#### DATA RECORDS ####

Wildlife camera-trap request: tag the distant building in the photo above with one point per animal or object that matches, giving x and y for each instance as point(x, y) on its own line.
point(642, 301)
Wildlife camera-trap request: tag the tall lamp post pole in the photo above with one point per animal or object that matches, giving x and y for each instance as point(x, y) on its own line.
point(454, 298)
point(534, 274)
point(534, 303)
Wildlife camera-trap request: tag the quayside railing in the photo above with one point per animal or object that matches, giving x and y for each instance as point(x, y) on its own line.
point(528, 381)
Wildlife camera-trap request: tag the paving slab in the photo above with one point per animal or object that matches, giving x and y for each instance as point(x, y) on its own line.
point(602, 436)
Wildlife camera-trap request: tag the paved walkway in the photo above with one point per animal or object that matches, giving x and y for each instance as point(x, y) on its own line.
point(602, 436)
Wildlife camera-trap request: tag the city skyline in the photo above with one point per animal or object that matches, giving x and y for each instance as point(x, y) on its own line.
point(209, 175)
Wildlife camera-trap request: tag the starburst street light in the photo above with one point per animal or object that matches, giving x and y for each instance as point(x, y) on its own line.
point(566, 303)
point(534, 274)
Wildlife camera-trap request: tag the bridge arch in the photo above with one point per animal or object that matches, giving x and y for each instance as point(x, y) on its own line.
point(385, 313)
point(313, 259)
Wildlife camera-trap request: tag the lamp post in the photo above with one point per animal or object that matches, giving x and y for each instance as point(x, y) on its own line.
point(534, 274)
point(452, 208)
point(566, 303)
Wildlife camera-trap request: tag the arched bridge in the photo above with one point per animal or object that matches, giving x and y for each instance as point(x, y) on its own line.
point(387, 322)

####

WHAT IS BEING ASKED:
Recast each line of the items above as a JSON list of strings, one string per line, with blank lines omitted.

OUTPUT OF THE TASK:
[
  "Wildlife camera-trap request: tag the distant building in the photo above with one point per animal or object that matches, giving x and y for each instance as point(x, y) on its own line.",
  "point(642, 301)",
  "Wildlife camera-trap request: tag the tall lamp post pole in the photo above with one point per animal or object that matches, giving x and y for each instance as point(x, y) on its own line.",
  "point(454, 298)",
  "point(534, 274)",
  "point(534, 303)",
  "Wildlife camera-trap request: tag the quayside railing in the photo above with one point per animal or object that matches, giving x and y for each instance as point(x, y) on its own line.",
  "point(528, 381)",
  "Wildlife camera-trap request: tag the paving slab in the photo above with one point per animal or object that matches, giving x and y for each instance as point(x, y) on its own line.",
  "point(602, 436)",
  "Wildlife camera-trap request: tag the paved walkway in the photo above with one point per animal or object that matches, giving x and y for each instance as point(x, y) on its own line.",
  "point(602, 436)",
  "Wildlife camera-trap request: tag the city skyline in the photo above with one point per animal or object that matches, giving x and y for each instance as point(x, y) on its own line.",
  "point(209, 175)",
  "Wildlife camera-trap request: tag the starburst street light in the photo above with one point per animal or object that matches, giving x and y for each instance as point(x, y) on its own line.",
  "point(566, 303)",
  "point(534, 274)",
  "Wildlife camera-trap request: tag the bridge arch in the photo above with one point per animal or object that matches, giving x and y for each instance as point(x, y) on its own line.",
  "point(385, 313)",
  "point(313, 259)",
  "Wildlife camera-trap request: tag the lamp post in the photo above with one point per animal or object that matches, giving x and y for each instance as point(x, y) on its own line.",
  "point(534, 274)",
  "point(452, 208)",
  "point(566, 303)",
  "Wildlife camera-trap request: tag the arched bridge in the photo above with one point per animal or object that matches, giving x and y for each instance as point(x, y) on its own line.",
  "point(387, 322)"
]